本文
^^^^
ファーマシィ薬局益田センターは2017年6月、全国初の敷地内薬局として、益田赤十字病院敷地内に開局しました。薬剤師6人、医療事務5人、管理栄養士1人を配し、365日年中無休で処方せんに対応しています。処方せん受付枚数は月間平均2200枚、平日は1日平均約100枚に上ります。


主たる応需先の益田赤十字病院は、島根西部で数少ない基幹病院です。
そのため県内はもちろん広島北部や山口東部まで、広い地域から、幅広い疾患を持つ患者さまが受診します。これまでいた都内の薬局では、抗がん剤の服薬指導をすることはせいぜい月に1回あるかどうか。しかし益田センターに来てからは、医療資源に乏しい地域での基幹病院の門前ということで、地域のがん患者さまが集中し、多い日は1日10~20人の抗がん剤の服薬指導を行うようになりました。


基幹病院とがん治療について連携をスタートしたとき、正直に言うと不安を覚えました。
^^^^
[写真に基づく参照表現データ]
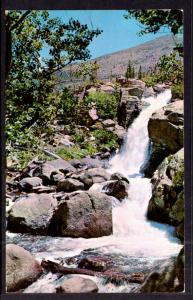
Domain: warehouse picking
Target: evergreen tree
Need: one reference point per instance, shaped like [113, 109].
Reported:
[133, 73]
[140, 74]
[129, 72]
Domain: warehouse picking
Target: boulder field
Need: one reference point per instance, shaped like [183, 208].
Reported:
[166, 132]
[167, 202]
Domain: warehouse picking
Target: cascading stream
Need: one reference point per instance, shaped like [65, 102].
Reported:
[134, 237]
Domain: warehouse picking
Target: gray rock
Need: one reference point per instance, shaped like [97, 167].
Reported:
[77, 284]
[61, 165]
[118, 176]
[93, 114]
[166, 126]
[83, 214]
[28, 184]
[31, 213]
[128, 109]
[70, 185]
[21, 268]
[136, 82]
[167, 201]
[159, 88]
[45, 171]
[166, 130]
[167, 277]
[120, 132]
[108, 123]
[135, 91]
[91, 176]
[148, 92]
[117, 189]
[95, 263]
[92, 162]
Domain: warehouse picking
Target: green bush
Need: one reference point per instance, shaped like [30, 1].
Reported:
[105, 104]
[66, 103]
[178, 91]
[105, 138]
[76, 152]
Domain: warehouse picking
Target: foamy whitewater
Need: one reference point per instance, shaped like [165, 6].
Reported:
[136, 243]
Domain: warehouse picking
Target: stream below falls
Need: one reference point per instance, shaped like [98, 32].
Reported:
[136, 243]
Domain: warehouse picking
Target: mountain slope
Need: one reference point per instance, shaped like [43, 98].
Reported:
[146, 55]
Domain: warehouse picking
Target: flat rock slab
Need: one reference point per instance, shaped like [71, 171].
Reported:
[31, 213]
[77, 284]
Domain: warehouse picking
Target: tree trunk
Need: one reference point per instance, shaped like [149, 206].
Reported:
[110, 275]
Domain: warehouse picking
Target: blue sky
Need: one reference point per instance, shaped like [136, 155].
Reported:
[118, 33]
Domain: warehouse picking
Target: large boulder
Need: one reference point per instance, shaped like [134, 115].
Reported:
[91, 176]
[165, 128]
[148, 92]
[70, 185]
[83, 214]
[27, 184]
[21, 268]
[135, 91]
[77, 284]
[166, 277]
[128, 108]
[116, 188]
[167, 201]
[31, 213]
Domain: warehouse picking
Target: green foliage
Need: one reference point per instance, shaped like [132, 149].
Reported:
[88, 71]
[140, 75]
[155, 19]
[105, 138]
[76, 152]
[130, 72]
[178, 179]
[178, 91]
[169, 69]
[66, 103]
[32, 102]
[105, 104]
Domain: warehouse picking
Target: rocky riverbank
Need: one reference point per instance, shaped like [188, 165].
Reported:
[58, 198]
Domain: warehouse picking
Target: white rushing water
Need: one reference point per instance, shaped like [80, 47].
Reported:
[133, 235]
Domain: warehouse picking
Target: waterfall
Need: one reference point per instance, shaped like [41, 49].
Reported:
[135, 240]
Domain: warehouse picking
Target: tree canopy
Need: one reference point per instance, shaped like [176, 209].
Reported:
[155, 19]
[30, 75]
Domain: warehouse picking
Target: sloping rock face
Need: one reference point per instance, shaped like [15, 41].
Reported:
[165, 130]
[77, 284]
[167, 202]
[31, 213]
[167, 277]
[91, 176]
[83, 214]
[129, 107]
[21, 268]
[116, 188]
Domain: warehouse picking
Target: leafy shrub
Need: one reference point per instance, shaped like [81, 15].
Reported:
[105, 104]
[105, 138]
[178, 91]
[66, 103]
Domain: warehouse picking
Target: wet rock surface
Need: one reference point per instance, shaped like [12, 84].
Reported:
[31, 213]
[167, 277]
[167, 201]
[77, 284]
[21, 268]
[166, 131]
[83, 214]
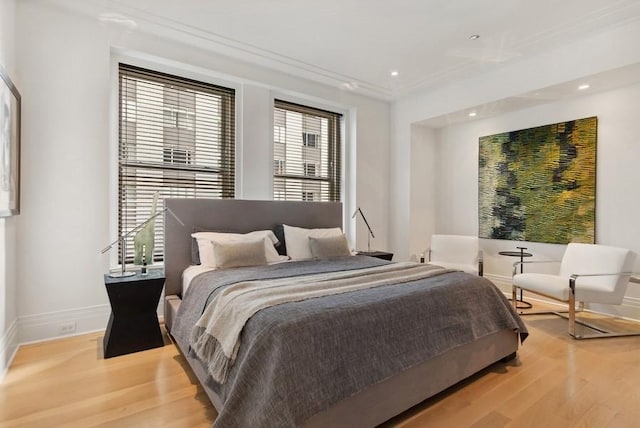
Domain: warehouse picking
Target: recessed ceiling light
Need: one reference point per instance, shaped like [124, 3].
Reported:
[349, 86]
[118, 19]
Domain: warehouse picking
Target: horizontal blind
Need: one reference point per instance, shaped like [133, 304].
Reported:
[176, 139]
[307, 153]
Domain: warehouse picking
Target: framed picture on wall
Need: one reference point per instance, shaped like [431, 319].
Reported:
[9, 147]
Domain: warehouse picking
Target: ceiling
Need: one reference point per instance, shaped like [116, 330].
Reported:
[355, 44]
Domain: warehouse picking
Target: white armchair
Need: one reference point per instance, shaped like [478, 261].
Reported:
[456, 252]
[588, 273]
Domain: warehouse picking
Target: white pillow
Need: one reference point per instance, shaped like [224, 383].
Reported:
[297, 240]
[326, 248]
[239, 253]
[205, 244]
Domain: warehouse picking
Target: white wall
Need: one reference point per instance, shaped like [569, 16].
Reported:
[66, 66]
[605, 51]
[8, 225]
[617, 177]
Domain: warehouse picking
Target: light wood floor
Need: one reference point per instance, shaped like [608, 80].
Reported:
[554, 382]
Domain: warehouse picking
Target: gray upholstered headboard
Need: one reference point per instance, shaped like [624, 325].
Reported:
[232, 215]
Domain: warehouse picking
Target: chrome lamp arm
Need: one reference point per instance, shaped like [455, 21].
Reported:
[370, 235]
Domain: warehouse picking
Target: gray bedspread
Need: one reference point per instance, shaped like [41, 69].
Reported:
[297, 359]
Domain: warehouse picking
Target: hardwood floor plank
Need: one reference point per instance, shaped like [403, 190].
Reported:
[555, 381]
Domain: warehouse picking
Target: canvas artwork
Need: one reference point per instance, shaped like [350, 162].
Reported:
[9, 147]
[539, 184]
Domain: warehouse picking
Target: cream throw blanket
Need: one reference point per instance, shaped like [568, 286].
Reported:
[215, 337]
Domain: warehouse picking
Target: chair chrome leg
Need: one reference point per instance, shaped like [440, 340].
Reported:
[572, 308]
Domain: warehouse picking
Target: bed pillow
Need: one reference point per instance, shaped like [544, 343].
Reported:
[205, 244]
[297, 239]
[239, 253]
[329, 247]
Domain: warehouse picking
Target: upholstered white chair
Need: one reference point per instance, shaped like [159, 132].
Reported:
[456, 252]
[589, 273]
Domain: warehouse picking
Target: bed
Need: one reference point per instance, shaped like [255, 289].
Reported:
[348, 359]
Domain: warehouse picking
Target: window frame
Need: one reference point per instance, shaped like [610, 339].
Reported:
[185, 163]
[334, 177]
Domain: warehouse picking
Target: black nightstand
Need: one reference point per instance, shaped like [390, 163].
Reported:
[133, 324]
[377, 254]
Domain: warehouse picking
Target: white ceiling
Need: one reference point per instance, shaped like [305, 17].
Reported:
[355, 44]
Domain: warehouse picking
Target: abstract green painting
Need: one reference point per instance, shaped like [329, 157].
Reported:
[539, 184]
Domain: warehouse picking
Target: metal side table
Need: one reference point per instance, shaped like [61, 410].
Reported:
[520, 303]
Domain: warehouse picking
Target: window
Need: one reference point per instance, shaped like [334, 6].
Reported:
^^^^
実施課題
A - 本文によると、ファーマシィ薬局益田センターの処方せん受付枚数は月間平均何枚ですか。
B - 本文の「そのため県内はもちろん広島北」で始まり「基幹病院とがん治療について連携をスタートしたとき、正直に言うと不安を覚えました。」で終わる部分を、「患者さま」を「患者さん」に差し替えて書いてください。
C - 本文の続きを、最後の文のあとから書き進めてください。

解答
A - 月間平均2200枚です。

B -
そのため県内はもちろん広島北部や山口東部まで、広い地域から、幅広い疾患を持つ患者さんが受診します。これまでいた都内の薬局では、抗がん剤の服薬指導をすることはせいぜい月に1回あるかどうか。しかし益田センターに来てからは、医療資源に乏しい地域での基幹病院の門前ということで、地域のがん患者さんが集中し、多い日は1日10~20人の抗がん剤の服薬指導を行うようになりました。


基幹病院とがん治療について連携をスタートしたとき、正直に言うと不安を覚えました。

C -
それまで生活習慣病などの薬は日常的に扱っていましたが、抗がん剤となるとまるで経験が足りません。実際の服薬指導でも、最初は添付文書に沿った型通りの説明しかできず、患者さまの副作用を適切にフォローできないことで悔しい思いをしました。


そこでまずは自分がしっかり知識を身につけようと、日本臨床腫瘍薬学会などの学会に参加しました。今のようにオンライン研修はなかったので、土日を利用して近くは広島や福岡、遠くは東京、札幌などの学術大会、勉強会に足を運びました。同時に、連携先の病院で採用されているレジメン1つ1つについて調べ、専門書を何冊も読んで勉強しました。